Une pièce lugubre aux murs grisés par la saleté. Un lit en métal. Une couverture au drap blanc qui laisse deviner la présence d’un personnage. Elle se soulève laissant place à deux hommes enlacés, l’un plutôt âgé au visage inexpressif, l’autre, plus jeune au grand sourire naïf qu’on surnommera plus tard « Le muet ». Ils jettent des coups d’oeil à la caméra sans réellement y prêter attention. Aucune musique. Simplement les dialogues des patients, leurs rires, leurs cris. Wang Bing annonce la couleur du documentaire qui va suivre : une mise en scène sans fioritures, qui ne tente pas de nous imposer des émotions mais bien de nous laisser livrés à nous-mêmes, tout comme le reste des patients.
La mise en scène laisse de côté tout effet de style et favorise les longs plans séquences et plans fixes judicieusement cadrés. Wang Bing réussit à capter le quotidien de ces hommes dans sa simplicité et sa monotonie. Son maitre-mot : l’authenticité. La très faible utilisation du montage permet d'éviter la dynamisation du film par un rythme superficiel qui différerait du véritable rythme de vie dans l’hôpital. On ne regarde d’ailleurs pas vivre les patients, on vit avec eux à travers le principe totalement immersif qu’adoptent le réalisateur et sa caméra. C’est par des petits détails que le cinéaste montre sa position intra-diégétique. Les hommes sont conscients de sa présence, s’adressent à lui parfois mais sans jamais prendre la position de « sujet observé ». Le regard porté sur eux est avant tout celui d’un homme, presque d’un camarade de chambre; si bien, que l’on s’attache à ces personnages comme à de vieux amis avec qui l’on aurait partagé le supplice de l’enfermement et qu’on ne voudrait plus quitter.
Wang Bing nous plonge au coeur de ce bâtiment froid et matérialise la seule sensation de chaleur et d’évasion par l’omniprésence des lits dans la vie des pensionnaires, objet représentatif de leur unique liberté : le sommeil. On ne sait pas toujours s’il faut rire ou pleurer de leurs comportements enfantins parfois agressifs parfois très affectifs mais surtout constamment à la recherche de communication et de contact avec l’autre. On observe, on examine, on cherche ce qui finalement les éloignerait tant de nous et justifierait la place qu’ils occupent.

** Contenu des données **
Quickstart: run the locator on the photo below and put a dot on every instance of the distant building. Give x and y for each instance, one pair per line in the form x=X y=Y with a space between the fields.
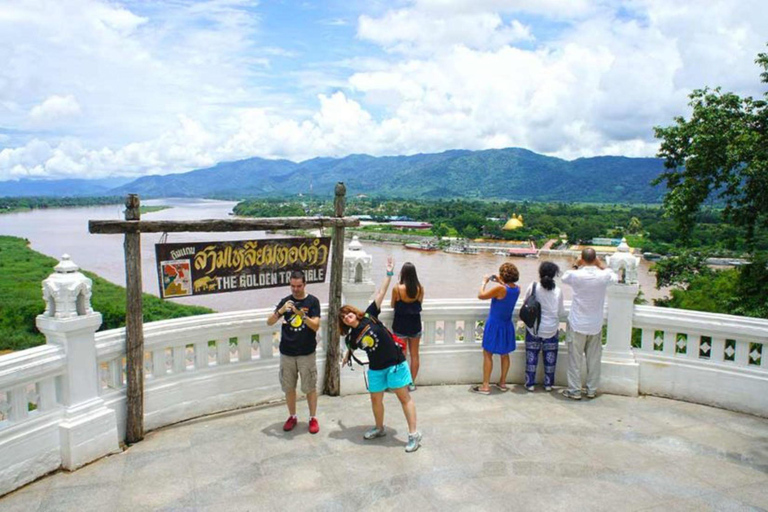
x=514 y=222
x=606 y=241
x=403 y=224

** Activité **
Mettez à jour le texte sur le documentaire de Wang Bing en remplaçant « bâtiment » par « édifice ». Redonnez tout le passage depuis « Wang Bing nous » jusqu'à « place qu’ils occupent. » inclus.

** Réponse **
Wang Bing nous plonge au coeur de ce édifice froid et matérialise la seule sensation de chaleur et d’évasion par l’omniprésence des lits dans la vie des pensionnaires, objet représentatif de leur unique liberté : le sommeil. On ne sait pas toujours s’il faut rire ou pleurer de leurs comportements enfantins parfois agressifs parfois très affectifs mais surtout constamment à la recherche de communication et de contact avec l’autre. On observe, on examine, on cherche ce qui finalement les éloignerait tant de nous et justifierait la place qu’ils occupent.